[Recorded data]
——

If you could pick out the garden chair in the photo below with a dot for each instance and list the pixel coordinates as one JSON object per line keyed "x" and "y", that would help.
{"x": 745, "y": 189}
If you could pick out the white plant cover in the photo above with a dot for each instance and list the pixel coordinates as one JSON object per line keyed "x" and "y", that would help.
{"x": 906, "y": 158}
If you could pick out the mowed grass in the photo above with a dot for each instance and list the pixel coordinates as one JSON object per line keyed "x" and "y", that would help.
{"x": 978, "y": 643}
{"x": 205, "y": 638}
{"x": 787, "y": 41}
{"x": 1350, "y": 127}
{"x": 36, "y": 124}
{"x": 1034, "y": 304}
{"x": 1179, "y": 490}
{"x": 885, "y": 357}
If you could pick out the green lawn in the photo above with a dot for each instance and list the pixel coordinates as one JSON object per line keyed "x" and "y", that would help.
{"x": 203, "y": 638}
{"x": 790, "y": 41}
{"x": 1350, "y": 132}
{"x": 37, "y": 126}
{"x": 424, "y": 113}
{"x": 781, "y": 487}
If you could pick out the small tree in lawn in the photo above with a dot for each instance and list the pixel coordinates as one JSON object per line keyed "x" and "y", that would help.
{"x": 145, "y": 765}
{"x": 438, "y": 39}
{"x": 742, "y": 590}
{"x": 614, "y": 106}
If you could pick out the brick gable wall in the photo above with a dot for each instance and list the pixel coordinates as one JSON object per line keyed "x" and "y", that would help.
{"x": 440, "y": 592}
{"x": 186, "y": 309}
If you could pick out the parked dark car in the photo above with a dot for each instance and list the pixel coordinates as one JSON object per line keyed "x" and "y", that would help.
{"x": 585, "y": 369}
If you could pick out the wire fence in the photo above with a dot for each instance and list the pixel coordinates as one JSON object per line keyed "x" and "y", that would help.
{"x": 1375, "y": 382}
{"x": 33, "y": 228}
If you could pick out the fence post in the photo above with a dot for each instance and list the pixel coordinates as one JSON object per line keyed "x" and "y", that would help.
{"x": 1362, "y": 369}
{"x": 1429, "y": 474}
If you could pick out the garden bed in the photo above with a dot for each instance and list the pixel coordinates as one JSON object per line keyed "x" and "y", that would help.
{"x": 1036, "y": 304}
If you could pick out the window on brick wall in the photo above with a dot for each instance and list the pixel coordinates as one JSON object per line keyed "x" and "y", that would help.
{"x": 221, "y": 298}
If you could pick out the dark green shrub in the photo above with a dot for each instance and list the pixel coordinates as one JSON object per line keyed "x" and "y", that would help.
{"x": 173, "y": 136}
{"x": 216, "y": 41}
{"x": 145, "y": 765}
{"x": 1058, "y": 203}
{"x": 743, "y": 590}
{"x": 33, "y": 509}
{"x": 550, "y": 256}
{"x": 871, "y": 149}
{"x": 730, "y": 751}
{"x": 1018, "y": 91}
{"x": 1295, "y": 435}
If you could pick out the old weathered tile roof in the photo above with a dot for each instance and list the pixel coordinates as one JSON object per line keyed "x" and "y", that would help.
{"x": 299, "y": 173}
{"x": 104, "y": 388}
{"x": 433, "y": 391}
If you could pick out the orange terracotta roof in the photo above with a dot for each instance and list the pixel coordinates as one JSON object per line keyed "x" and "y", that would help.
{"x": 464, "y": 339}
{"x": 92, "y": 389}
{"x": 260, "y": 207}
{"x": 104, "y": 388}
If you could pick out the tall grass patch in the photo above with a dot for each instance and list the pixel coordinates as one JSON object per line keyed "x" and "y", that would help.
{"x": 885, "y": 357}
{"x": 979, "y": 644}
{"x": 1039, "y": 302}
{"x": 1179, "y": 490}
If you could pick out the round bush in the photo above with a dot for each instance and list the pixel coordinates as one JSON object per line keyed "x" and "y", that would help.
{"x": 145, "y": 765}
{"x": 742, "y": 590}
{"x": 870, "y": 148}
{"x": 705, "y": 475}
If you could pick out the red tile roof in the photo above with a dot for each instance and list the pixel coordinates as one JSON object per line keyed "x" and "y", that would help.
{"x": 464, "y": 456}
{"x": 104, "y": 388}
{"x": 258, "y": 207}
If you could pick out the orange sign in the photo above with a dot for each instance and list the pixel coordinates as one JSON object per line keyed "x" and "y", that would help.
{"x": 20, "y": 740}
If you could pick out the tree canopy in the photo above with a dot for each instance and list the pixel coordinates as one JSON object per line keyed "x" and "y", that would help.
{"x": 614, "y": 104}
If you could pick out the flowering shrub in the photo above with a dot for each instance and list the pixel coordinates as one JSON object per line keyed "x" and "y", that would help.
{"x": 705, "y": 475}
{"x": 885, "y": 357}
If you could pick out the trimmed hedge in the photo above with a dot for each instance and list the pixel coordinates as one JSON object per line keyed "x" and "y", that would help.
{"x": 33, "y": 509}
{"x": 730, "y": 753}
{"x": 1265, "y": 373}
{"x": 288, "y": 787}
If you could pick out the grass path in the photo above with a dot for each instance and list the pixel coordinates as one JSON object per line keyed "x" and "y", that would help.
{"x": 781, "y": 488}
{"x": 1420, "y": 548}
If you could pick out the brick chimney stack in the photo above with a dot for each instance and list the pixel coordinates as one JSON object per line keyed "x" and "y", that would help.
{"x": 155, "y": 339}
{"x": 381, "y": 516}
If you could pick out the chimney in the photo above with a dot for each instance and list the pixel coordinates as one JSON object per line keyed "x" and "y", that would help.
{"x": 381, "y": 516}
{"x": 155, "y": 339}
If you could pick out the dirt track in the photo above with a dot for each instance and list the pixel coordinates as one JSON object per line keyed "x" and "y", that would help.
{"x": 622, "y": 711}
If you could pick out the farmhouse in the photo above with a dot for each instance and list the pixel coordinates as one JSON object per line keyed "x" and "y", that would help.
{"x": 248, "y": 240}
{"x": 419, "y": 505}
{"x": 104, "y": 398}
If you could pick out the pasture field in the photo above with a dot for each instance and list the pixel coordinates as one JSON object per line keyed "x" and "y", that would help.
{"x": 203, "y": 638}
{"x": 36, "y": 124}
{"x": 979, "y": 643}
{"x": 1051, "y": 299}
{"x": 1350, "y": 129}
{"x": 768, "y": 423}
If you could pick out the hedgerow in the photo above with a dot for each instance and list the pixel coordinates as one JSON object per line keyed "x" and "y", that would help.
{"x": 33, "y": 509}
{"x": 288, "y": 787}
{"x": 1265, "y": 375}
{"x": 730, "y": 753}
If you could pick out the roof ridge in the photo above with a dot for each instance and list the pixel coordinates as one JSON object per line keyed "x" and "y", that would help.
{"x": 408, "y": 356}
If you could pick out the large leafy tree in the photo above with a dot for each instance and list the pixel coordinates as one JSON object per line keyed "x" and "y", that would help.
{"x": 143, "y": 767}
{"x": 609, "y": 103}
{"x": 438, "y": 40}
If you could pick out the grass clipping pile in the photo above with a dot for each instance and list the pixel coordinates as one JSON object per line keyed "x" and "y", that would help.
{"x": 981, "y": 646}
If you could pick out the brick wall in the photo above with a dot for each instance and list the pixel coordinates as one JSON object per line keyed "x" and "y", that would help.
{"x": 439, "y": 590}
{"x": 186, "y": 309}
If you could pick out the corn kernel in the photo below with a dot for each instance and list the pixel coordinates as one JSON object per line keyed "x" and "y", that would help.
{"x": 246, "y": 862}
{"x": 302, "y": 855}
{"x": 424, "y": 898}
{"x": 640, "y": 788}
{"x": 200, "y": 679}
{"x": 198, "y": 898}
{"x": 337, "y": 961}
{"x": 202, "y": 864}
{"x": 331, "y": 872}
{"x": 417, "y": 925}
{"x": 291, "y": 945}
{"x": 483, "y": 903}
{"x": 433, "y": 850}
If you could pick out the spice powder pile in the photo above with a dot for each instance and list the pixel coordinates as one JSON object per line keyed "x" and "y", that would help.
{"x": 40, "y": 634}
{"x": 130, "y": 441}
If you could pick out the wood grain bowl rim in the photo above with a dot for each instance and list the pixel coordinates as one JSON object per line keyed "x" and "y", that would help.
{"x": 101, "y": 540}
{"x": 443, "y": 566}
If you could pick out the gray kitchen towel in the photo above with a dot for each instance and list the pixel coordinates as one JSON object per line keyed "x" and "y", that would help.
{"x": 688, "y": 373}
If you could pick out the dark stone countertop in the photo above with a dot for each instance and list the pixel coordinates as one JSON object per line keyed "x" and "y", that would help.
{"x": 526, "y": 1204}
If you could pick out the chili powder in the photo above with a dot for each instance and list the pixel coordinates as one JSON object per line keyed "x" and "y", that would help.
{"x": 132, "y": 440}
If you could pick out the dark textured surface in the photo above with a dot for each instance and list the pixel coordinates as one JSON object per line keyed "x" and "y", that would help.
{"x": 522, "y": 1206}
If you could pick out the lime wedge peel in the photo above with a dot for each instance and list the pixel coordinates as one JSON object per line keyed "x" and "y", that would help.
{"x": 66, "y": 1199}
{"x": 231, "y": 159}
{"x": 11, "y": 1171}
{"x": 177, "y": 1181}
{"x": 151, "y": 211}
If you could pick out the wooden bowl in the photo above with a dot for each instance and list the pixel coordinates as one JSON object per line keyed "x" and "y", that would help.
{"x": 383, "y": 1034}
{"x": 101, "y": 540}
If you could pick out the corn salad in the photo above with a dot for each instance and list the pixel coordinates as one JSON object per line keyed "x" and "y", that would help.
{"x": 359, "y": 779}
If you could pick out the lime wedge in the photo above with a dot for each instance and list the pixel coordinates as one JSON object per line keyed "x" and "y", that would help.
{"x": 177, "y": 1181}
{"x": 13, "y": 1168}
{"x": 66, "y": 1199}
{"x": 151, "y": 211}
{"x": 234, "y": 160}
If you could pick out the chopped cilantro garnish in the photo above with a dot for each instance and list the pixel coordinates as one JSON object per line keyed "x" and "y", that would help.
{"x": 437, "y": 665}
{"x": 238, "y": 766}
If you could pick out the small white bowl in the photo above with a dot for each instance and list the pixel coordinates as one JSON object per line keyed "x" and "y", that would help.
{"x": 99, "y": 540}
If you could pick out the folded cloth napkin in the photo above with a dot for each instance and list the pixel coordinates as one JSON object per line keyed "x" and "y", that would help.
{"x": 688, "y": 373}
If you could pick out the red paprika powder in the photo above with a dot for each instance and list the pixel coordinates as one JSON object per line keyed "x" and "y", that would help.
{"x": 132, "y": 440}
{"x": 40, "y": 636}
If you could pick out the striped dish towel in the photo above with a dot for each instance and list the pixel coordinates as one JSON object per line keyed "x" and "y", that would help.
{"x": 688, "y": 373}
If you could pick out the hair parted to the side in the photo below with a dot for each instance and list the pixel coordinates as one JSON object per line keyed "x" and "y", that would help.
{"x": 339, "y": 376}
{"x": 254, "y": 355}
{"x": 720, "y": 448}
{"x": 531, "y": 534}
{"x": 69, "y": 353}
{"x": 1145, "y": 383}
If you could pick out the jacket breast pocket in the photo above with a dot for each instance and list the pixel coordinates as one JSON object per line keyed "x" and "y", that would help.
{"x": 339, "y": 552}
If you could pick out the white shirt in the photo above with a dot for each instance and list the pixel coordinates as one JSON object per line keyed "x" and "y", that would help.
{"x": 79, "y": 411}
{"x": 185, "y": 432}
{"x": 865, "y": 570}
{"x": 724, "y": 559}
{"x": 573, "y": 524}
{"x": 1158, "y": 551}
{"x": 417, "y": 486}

——

Problem to solve ->
Each line from the one containing "If you could pick out the red paprika" through the end of the entries, both included, is to be returned exactly, with no other lines.

Exercise output ->
If you could pick out the red paprika powder in the photo above with a dot for each instance and list the pixel coordinates as one JSON object per line keyed "x" and "y", that would help.
{"x": 132, "y": 440}
{"x": 40, "y": 636}
If you could pick out the striped dish towel in the photo above with a dot for each instance and list the pixel coordinates as one JSON object per line keyed "x" and "y", that would help.
{"x": 688, "y": 373}
If you could pick out the hair parted to the side in the photo below with a dot for each instance and list the pixel coordinates as one JSON object per line keyed "x" and "y", that would help.
{"x": 339, "y": 376}
{"x": 254, "y": 355}
{"x": 720, "y": 448}
{"x": 531, "y": 534}
{"x": 69, "y": 353}
{"x": 1145, "y": 383}
If you could pick out the jacket breast pocket in the photo above with a dot for each instance and list the pixel coordinates as one JSON object per line keyed "x" and "y", that would help.
{"x": 339, "y": 552}
If you could pick out the white shirt in the photo above with a dot for each instance and list the pixel coordinates as one JSON object per line keyed "x" and "y", that would help.
{"x": 79, "y": 411}
{"x": 185, "y": 432}
{"x": 865, "y": 570}
{"x": 724, "y": 559}
{"x": 573, "y": 524}
{"x": 1158, "y": 551}
{"x": 417, "y": 486}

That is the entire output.